» STATED EXERCISE
Please pick out each line of the listing below that contains the word "standing" and copy those lines in full. Case counts when matching.

» RECORDS SHOWN
──────
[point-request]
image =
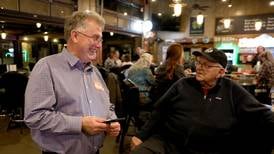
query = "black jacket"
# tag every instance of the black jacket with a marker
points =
(223, 121)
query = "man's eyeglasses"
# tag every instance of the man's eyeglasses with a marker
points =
(204, 65)
(94, 38)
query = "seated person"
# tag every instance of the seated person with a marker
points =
(170, 71)
(205, 114)
(142, 76)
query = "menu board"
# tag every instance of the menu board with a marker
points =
(245, 25)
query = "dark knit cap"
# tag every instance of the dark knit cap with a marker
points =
(214, 55)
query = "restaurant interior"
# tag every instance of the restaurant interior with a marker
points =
(33, 29)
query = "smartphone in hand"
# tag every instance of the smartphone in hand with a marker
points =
(114, 120)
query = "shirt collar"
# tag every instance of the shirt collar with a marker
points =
(198, 86)
(75, 62)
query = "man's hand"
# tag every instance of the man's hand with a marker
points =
(93, 125)
(135, 141)
(113, 129)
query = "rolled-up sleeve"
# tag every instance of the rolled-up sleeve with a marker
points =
(40, 104)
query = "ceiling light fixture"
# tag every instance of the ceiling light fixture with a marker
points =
(200, 18)
(38, 25)
(3, 35)
(46, 38)
(227, 23)
(177, 5)
(258, 25)
(230, 3)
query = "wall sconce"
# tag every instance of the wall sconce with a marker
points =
(3, 35)
(46, 38)
(200, 18)
(38, 24)
(227, 23)
(177, 5)
(258, 25)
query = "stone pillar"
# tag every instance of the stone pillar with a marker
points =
(90, 5)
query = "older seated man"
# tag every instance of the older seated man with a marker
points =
(205, 114)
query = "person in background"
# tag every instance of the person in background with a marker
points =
(259, 50)
(142, 76)
(206, 114)
(126, 60)
(138, 52)
(169, 72)
(66, 99)
(265, 78)
(113, 60)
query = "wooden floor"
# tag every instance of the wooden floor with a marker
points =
(17, 141)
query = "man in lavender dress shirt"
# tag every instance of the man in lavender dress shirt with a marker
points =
(66, 98)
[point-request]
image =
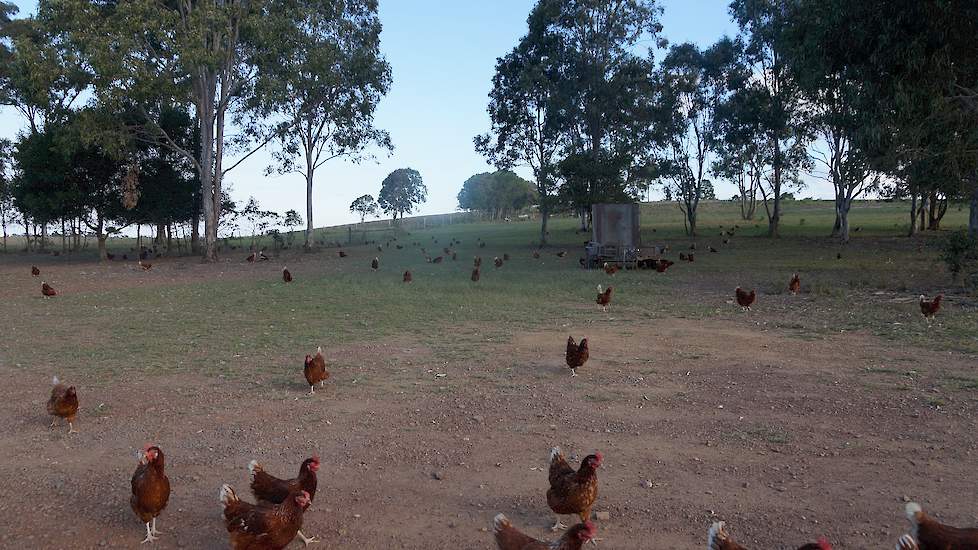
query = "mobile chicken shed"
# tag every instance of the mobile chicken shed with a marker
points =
(615, 235)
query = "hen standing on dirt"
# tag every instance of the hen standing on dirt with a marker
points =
(262, 526)
(928, 534)
(270, 489)
(63, 404)
(509, 538)
(315, 370)
(150, 490)
(929, 308)
(795, 284)
(745, 299)
(572, 492)
(576, 354)
(604, 298)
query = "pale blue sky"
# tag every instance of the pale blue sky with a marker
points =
(443, 53)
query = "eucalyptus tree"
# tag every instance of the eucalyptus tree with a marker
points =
(364, 205)
(603, 91)
(917, 70)
(42, 72)
(779, 110)
(814, 51)
(401, 191)
(209, 53)
(527, 125)
(324, 88)
(689, 85)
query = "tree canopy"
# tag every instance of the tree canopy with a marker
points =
(401, 191)
(496, 194)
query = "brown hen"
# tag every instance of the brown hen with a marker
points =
(576, 354)
(63, 404)
(272, 490)
(150, 490)
(572, 492)
(315, 370)
(509, 538)
(262, 526)
(926, 533)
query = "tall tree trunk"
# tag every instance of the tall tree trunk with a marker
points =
(195, 226)
(309, 224)
(922, 212)
(837, 226)
(774, 219)
(842, 216)
(544, 218)
(209, 165)
(101, 236)
(973, 214)
(913, 215)
(160, 234)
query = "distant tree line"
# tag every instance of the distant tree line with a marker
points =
(497, 194)
(873, 97)
(135, 112)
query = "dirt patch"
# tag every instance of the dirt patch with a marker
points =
(784, 438)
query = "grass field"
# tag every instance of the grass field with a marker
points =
(825, 393)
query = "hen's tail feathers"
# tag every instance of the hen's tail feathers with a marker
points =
(227, 495)
(500, 522)
(906, 542)
(715, 536)
(554, 453)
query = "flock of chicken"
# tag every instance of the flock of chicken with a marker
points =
(276, 519)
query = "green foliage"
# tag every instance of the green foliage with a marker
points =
(496, 194)
(324, 82)
(708, 192)
(259, 220)
(401, 191)
(42, 69)
(690, 85)
(960, 254)
(769, 107)
(527, 121)
(291, 222)
(365, 205)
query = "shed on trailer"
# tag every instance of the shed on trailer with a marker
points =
(615, 235)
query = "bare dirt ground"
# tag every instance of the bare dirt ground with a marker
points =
(785, 438)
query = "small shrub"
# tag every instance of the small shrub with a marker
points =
(960, 255)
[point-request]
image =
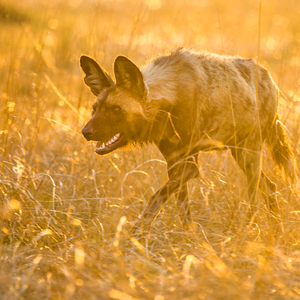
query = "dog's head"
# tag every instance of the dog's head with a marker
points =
(118, 114)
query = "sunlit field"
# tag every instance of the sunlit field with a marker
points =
(66, 213)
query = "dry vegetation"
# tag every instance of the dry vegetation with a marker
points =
(63, 230)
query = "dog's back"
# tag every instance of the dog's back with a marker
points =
(213, 94)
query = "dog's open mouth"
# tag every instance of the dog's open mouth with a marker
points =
(115, 142)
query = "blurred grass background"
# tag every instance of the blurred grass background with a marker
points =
(63, 231)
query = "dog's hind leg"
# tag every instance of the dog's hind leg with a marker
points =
(270, 196)
(249, 160)
(184, 206)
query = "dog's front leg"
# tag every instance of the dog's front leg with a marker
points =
(186, 172)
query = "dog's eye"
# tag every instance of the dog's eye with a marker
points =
(116, 109)
(94, 107)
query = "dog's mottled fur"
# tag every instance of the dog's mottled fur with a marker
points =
(187, 102)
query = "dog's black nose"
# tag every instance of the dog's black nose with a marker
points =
(88, 132)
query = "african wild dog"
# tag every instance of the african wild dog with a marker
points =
(187, 102)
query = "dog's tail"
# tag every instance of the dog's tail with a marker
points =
(282, 152)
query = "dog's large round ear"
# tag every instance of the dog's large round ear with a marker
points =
(129, 76)
(96, 78)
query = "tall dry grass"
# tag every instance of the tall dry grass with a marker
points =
(65, 212)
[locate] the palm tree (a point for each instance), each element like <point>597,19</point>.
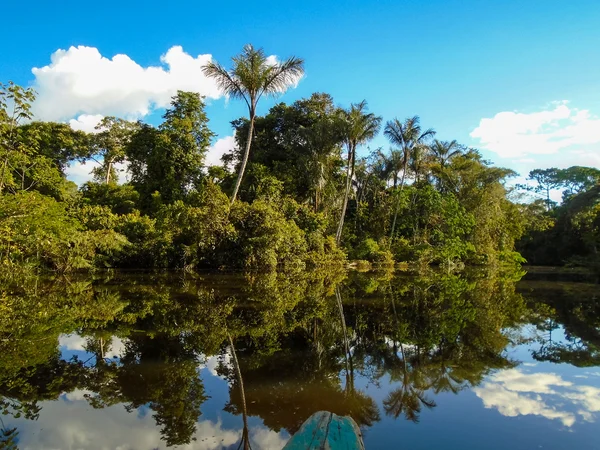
──────
» THE SOLUTION
query = "hen standing on dirt"
# tag every instance of the hen standing on dirt with a marker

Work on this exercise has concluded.